Aim → Pick out every line below that contains the word "object" and copy each of those lines.

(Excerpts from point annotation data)
==================================================
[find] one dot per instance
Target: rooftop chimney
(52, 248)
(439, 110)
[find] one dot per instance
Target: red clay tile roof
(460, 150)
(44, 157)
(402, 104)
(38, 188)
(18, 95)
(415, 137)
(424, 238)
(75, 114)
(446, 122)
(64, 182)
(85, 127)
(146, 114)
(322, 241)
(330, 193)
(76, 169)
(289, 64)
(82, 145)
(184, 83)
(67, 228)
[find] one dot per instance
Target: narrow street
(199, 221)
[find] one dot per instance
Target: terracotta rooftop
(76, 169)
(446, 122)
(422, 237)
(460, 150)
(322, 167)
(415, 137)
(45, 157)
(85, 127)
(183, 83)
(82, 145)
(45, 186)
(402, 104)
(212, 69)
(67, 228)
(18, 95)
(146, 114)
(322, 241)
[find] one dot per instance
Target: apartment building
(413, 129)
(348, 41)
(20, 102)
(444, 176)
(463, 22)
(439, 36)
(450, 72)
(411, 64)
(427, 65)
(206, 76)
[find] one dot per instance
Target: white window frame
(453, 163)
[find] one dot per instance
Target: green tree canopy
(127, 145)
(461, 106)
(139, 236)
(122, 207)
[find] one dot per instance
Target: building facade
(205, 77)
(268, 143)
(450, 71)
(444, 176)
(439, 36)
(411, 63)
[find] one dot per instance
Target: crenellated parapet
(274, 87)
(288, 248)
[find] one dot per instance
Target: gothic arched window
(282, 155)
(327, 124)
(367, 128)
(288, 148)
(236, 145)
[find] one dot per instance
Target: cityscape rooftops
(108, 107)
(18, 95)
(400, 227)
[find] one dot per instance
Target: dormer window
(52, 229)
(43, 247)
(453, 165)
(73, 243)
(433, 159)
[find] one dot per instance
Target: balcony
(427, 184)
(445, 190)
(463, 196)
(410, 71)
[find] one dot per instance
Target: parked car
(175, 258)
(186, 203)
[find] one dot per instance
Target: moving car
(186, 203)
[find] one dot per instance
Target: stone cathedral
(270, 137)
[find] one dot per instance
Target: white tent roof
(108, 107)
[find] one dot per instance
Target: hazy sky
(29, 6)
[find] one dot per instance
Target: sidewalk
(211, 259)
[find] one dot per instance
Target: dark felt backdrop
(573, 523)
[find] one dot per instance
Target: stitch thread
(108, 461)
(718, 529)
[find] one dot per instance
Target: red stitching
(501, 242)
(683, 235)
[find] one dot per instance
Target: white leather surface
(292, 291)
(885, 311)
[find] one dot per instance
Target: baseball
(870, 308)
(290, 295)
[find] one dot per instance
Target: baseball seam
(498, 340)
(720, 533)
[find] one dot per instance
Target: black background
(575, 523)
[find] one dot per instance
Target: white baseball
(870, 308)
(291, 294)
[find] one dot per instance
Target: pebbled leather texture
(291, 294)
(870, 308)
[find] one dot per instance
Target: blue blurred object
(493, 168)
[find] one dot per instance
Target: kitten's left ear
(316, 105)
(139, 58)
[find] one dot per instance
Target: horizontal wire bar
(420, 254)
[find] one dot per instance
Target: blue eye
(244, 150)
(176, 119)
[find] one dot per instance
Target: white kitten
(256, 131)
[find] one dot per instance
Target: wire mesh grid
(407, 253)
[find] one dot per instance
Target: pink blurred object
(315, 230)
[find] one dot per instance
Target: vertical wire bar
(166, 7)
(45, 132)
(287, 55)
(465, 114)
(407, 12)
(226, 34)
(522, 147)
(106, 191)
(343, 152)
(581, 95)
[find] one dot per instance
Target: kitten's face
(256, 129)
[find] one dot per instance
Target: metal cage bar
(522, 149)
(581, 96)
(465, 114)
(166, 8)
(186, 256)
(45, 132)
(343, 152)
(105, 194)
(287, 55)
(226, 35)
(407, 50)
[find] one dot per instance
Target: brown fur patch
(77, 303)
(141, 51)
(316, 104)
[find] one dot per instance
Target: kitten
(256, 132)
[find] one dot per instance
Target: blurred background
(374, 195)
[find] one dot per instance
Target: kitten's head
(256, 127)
==================================================
Answer to the problem →
Target: blue blurred object
Target: pink blurred object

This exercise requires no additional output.